> [What the task requires]: An exact reprint of all the records is the expected answer.

> [Given records]:

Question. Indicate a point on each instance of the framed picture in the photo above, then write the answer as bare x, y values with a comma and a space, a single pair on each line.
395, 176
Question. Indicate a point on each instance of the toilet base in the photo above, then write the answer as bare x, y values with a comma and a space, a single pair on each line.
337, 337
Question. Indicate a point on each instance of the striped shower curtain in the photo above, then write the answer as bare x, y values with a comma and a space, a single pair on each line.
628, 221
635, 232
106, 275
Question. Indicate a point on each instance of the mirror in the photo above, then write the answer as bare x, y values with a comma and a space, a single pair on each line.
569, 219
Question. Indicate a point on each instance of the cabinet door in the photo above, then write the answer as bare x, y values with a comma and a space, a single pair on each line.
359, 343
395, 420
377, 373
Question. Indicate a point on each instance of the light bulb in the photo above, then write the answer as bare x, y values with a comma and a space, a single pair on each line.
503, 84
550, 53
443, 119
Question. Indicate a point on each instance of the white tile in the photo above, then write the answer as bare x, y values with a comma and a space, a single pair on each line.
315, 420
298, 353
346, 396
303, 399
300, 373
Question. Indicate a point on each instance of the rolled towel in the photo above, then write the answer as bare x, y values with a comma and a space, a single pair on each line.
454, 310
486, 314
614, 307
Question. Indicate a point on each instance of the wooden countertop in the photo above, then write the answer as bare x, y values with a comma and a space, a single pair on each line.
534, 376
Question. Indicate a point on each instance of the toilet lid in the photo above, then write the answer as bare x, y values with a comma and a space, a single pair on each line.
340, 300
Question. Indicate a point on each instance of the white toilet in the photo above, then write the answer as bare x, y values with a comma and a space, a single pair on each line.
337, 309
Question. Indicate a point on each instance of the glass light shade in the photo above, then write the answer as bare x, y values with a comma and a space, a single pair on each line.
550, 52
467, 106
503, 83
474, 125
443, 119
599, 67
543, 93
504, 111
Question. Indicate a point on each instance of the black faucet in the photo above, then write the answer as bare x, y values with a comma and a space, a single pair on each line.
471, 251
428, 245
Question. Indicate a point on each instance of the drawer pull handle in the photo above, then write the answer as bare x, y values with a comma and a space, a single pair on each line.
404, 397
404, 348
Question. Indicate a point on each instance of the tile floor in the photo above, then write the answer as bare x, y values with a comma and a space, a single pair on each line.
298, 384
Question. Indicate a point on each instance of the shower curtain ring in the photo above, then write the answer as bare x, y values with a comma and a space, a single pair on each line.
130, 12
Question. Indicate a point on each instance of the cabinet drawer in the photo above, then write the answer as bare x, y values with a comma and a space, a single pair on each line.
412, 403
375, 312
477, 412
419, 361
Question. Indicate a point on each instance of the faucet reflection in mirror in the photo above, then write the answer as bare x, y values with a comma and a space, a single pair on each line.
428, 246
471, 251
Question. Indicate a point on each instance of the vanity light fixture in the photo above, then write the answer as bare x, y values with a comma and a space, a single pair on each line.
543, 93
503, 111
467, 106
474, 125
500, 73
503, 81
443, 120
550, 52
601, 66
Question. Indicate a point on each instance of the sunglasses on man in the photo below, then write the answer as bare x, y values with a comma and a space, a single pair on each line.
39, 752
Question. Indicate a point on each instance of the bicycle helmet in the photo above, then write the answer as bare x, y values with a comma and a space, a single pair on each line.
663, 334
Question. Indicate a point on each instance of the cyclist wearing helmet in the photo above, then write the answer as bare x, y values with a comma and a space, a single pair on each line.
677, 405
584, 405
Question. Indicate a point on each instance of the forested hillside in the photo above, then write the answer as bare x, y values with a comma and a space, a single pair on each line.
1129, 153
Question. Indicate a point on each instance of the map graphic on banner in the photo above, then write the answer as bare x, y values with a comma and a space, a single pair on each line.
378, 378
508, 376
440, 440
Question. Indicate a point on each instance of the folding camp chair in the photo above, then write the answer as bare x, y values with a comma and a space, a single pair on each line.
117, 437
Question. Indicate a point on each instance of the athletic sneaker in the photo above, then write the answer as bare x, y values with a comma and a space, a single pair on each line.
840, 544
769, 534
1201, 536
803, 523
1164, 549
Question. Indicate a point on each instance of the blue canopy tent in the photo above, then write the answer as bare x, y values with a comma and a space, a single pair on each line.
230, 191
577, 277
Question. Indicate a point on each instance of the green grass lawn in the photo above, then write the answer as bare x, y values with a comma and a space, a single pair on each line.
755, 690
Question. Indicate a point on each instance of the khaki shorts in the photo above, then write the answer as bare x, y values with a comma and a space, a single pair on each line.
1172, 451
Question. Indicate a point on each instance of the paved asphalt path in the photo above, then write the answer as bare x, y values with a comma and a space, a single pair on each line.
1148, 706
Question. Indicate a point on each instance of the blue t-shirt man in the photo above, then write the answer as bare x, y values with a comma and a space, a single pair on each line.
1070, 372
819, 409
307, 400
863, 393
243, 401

> [Solution to this problem]:
Question. Indicate a point on each instance of the framed picture in the photo above, then write the answer as bare x, y values with a comma and a space, a single pair on each line.
395, 176
Question. Indicate a point on each instance of the toilet base in the photo above, then write the answer as bare x, y values with a comma and a space, a single pair on each line.
337, 337
Question. Indicate a point on each instance of the striped shower curtain in the photo above, then write the answer as bare x, y values with a comma and a space, a single pair on each line.
628, 221
635, 232
106, 275
Question. Indicate a point on each instance of the mirror in the photo above, then write the answer as bare x, y values with a comma and a space, a single pair on each line.
569, 219
Question. Indicate a point on each instance of the cabinet door in the photo above, then write the answer as bare x, y values with a comma and a space, a single pair on each line.
359, 343
395, 420
377, 373
Question. Indicate a point on each instance of the light bulb in the photo above, then write the answer as bare x, y values with a comma and a space, a single pair on each line.
503, 84
550, 53
443, 119
Question. Indicate a point on each instance of the white tile in the photo above, then write the answer as bare x, y values with a comma and a space, a single pair on each line.
315, 420
298, 353
346, 396
303, 399
300, 373
Question. Indicate a point on each instance of the rolled towel in the photo above, then write the answer as bare x, y values with a comma and a space, a single pair on each line.
454, 310
486, 314
614, 307
Question. Indicate a point on each instance of the wooden countertop in the photo above, then write the answer as bare x, y values with a comma and a space, a single pair on each line.
534, 376
Question. Indicate a point on each instance of the toilet lid in the photo above, then write the answer as bare x, y values with a comma and a space, a single pair on each line.
340, 300
Question. Indicate a point on each instance of the white toilet in the photo above, then write the answer as bare x, y values with a comma and a space, a single pair on each line.
337, 309
Question. Indicate a point on each instance of the glass light shade in the photo above, then write the answer as bare x, y values with a comma and a space, a single pair on each line.
550, 52
467, 106
503, 83
474, 125
443, 119
599, 67
543, 93
504, 111
Question. Indicate a point on each instance of the black faucet in the photo above, then write the answer as bare x, y values with a comma and a space, a single pair on each line.
471, 251
428, 245
Question. Indicate a point on each instance of the drawer pull handle in the photo above, then write the answer as bare x, y values with a comma and a space, a single pair on each line.
404, 397
404, 348
Question. Indicate a point on each instance of the tile floor in the photo above, then write the answer as bare x, y values with a comma and a space, a single pair on each line.
298, 384
Question. Indicate a point on each instance of the shower curtain ring in the photo above, then write the answer as bare x, y values with a comma and a space, a single pair on each line.
130, 12
Question. Indicate a point on each instance of the cabinet drawer in the photo above, then write the answer as bare x, y values with a comma and a space, a single pair on each line.
412, 403
375, 312
477, 412
419, 361
Question. Indicate a point on each instance of the faucet reflection in mirror in the photo above, then write the answer as bare x, y values with a comma and a space, a single pair on each line.
428, 246
471, 251
Question. Indicate a point on each instance of the vanity light fixture in the photo above, then write the answer as bare x, y values with a comma and a space, a single pair on each line.
543, 93
503, 111
467, 106
474, 125
500, 73
503, 81
443, 120
550, 52
601, 66
Question. Indicate a point on each instance of the sunglasses on man in the photo below, then write the answer as bare x, y values with a comma and a space, a single pair on each line.
39, 752
Question. Indicate a point on each instance of the bicycle helmet in the photo above, then write the answer as bare x, y values with a comma and a space, a single pair on each line.
663, 334
Question. Indicate a point on each instance of the cyclist wearing helmet in the photo above, then write the answer as bare x, y values with a comma and a space, a single pair on each line.
677, 405
584, 405
Question. Indicate a point on each instance of the forested hillside in the photo above, then write the answer as bare x, y values with a comma and a space, a single pair on each line.
1129, 153
Question. Indicate a point on each instance of the map graphic on banner in the photo above, then write the answer as bare x, y values with a comma and a space, a single pair on each line.
378, 378
508, 376
440, 440
Question. Indicate a point on each instance of the folding camp chair in the photo above, then write the answer as bare x, y values with a comma and a space, a single pair on each line.
117, 437
Question. Indicate a point on each instance of the athletic sneaker in the photo above, then write the answer as bare x, y values with a comma and a space, a single pair on each line.
840, 544
769, 534
1201, 536
803, 523
1164, 549
Question. Indicate a point on each instance of the blue canopy tent in the photo above, then write the answer as bare x, y values with a comma and a space, a single pair on each line.
230, 191
577, 277
Question. Indicate a point on each instance of the green grass lawn in the photo above, then write the answer as bare x, y values with a comma and a space, a single pair on each line.
755, 690
Question. Indicate a point on each instance of the khaki shorts in the photo above, then write the answer as bare x, y values with a comma and a space, a single pair on each line.
1172, 451
Question. Indicate a point on each instance of the paved asphalt path in the photo above, then write the answer as bare x, y values with a comma and a space, a single pair on each line.
1148, 706
Question. Indicate a point on each instance of the blue t-shirt man in the photo above, then write the answer as bare x, y values with a comma and a space, a single pair on each line.
1070, 372
819, 409
307, 400
863, 393
243, 401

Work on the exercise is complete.